Exercise instructions: Retype every line of the data, keeping each word exactly.
··· Recorded information
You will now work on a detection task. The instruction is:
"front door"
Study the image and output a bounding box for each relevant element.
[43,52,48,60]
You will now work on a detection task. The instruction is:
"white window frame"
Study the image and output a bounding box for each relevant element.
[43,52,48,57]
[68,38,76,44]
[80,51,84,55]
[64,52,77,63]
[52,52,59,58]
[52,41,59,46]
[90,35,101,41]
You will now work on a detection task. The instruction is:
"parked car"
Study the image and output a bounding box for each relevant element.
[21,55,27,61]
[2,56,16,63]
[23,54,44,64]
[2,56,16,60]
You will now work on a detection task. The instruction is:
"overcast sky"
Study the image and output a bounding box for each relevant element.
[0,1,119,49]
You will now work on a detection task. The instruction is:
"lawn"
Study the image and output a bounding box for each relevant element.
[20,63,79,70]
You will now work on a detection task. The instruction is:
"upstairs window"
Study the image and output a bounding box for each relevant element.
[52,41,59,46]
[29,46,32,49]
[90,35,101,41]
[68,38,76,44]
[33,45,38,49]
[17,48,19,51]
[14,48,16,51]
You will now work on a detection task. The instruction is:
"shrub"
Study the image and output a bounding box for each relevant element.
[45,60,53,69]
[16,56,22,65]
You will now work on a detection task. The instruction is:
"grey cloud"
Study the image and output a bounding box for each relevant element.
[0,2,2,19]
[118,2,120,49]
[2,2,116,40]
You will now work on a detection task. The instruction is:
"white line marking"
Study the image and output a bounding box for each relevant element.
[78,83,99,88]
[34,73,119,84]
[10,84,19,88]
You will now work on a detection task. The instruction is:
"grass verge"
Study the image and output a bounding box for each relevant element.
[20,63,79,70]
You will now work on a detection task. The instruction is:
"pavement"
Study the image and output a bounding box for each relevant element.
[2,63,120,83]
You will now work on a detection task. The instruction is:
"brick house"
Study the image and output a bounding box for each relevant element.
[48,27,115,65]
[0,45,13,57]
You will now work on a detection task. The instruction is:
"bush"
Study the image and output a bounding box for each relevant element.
······
Response area:
You will now work on a detection task. The instruction is:
"front door"
Study the image and output a bounding box for each relevant element.
[43,52,48,60]
You will now work on a detection task. The instruction is:
"white window frame"
Study the image and output a bounding box for each relevant element.
[43,52,48,57]
[68,38,76,44]
[80,51,84,55]
[64,52,77,63]
[52,52,59,58]
[52,41,59,46]
[90,35,101,41]
You will now work on a detection task. The instruction is:
"parked car"
Study the image and output a bounding box for each relevant element.
[21,55,27,61]
[2,56,16,63]
[23,54,44,64]
[2,56,16,60]
You will now work on a detection task. The instruction is:
"overcast sky"
Study the image and output a bounding box for each relevant element.
[0,1,119,49]
You will now work on a detection task. The instruction is:
"lawn"
Study the image and output a bounding box for each relevant element.
[20,63,79,70]
You will now work on a detection task. The instruction is:
"upstairs window"
Study the image and output a bounding box for each relevant element.
[52,41,59,46]
[29,46,32,49]
[90,35,101,41]
[68,38,76,44]
[33,45,38,49]
[17,48,19,51]
[14,48,16,51]
You will now work on a detection task. The instruction is:
"shrub"
Study the image and output a bounding box for each relevant element.
[45,60,53,69]
[16,56,22,65]
You will now work on a detection task. The instruction is:
"grey cloud"
Study the image and output a bounding box for each relevant element.
[0,2,2,19]
[118,2,120,49]
[2,2,116,40]
You will now work on a detection task. The instruction is:
"white line marking"
Study the image and output a bounding box for each relevant element.
[78,83,99,88]
[34,73,119,84]
[10,84,19,88]
You will now work on a detection task. The instruction is:
"grass verge"
Study the image and output a bounding box for each relevant element.
[20,63,79,70]
You will now work on a detection task. The instruction is:
"pavement"
Study the image and output a bounding box for each relevant element.
[2,63,120,83]
You will now work on a detection task. The instruction is:
"brick house"
Study the image and output a bounding box for each relevant element.
[48,27,115,65]
[0,45,13,57]
You will now work on a detection task. The instruction is:
"bush"
Study the image and output a bounding box for each relevant element.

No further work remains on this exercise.